**Source**.
DfID explains future of NGO funding

By Molly Anders 08 November 2016

A staff member of the U.K. Department for International Development supervises the unloading of humanitarian aid from a RAF C-17 aircraft in Kathmandu, Nepal on April 29, 2015. Photo by: Sgt. Neil Bryden / RAF / CC BY

Aid practitioners are cautiously raising concerns about the civil society partnership review, released by the U.K. Department for International Development on Friday after more than a year delay. The review, which lays out parameters for the more than 1.2 billion pounds ($1.5 billion) of aid spent annually through NGOs, streamlines grants into four main channels and introduces a new funding stream, U.K. Aid Connect.

The 16-page document which took 18 months to complete has left many nongovernmental organizations with more questions than answers about how they can seek funding from DfID.

Despite new opportunities for small and medium-sized NGOs, as well as a few priority sectors, aid groups told Devex the new plans could leave them short on funds for months or longer while they adapt. U.K. Aid Connect hasn’t been fully explained and it’s unclear what scale of resources it will offer.

A previous system of program partnership arrangements, which provided unrestricted funding to nonprofits, will end in December. When it does, more than 40 organizations will face a combined 360 million pound gap in strategic and core funding, according to DfID’s website on PPA grants. PPAs were designed to support nonprofit organizations that were unable to front implementation costs, unlike many of their commercial competitors.

NGOs in the U.K. had eagerly awaited the CSPR as a way to find out where PPA funding will be redirected. “DfID has been strongly signaling to NGOs that the days of strategic funding through the PPAs were over, most recently at the International Development Committee hearing in September,” Essi Lindstedt, a strategy and change specialist working with NGOs told Devex.

“We expected a move to funding tied more closely to DfID’s own priorities. But we still hoped that NGOs would have the ability to propose outcomes, so that DfID could draw on all the strengths of the sector,” Lindstedt said.

DfID has no intention of replacing PPAs, a spokesperson told Devex, but is working with civil society organizations to finish the design for U.K. Aid Connect, a new funding mechanism that opens for bidding in March 2017.

“We are engaging with CSOs in finalizing the U.K. Aid Connect design to ensure we maximize the potential impact from this new approach,” the spokesperson said.

**Information supplied**.

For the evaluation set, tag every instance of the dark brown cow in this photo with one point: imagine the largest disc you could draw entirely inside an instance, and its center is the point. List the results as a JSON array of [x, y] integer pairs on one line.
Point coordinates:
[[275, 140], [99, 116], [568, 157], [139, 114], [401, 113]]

**What you need to do**.
#1 Answer these questions using the article on DfID's NGO funding:
(a) How much aid does DfID spend each year through NGOs?
(b) In what month will the program partnership arrangements end?
(c) When does U.K. Aid Connect open for bidding?
#2 Reproduce word for word the passage of the DfID funding article that begins at "By Molly Anders" and stops after "funding from DfID.".
The material has no connection to the article on DfID's NGO funding.

**Outputs in order**.
#1
(a) More than 1.2 billion pounds ($1.5 billion).
(b) December.
(c) March 2017.

#2
By Molly Anders 08 November 2016

A staff member of the U.K. Department for International Development supervises the unloading of humanitarian aid from a RAF C-17 aircraft in Kathmandu, Nepal on April 29, 2015. Photo by: Sgt. Neil Bryden / RAF / CC BY

Aid practitioners are cautiously raising concerns about the civil society partnership review, released by the U.K. Department for International Development on Friday after more than a year delay. The review, which lays out parameters for the more than 1.2 billion pounds ($1.5 billion) of aid spent annually through NGOs, streamlines grants into four main channels and introduces a new funding stream, U.K. Aid Connect.

The 16-page document which took 18 months to complete has left many nongovernmental organizations with more questions than answers about how they can seek funding from DfID.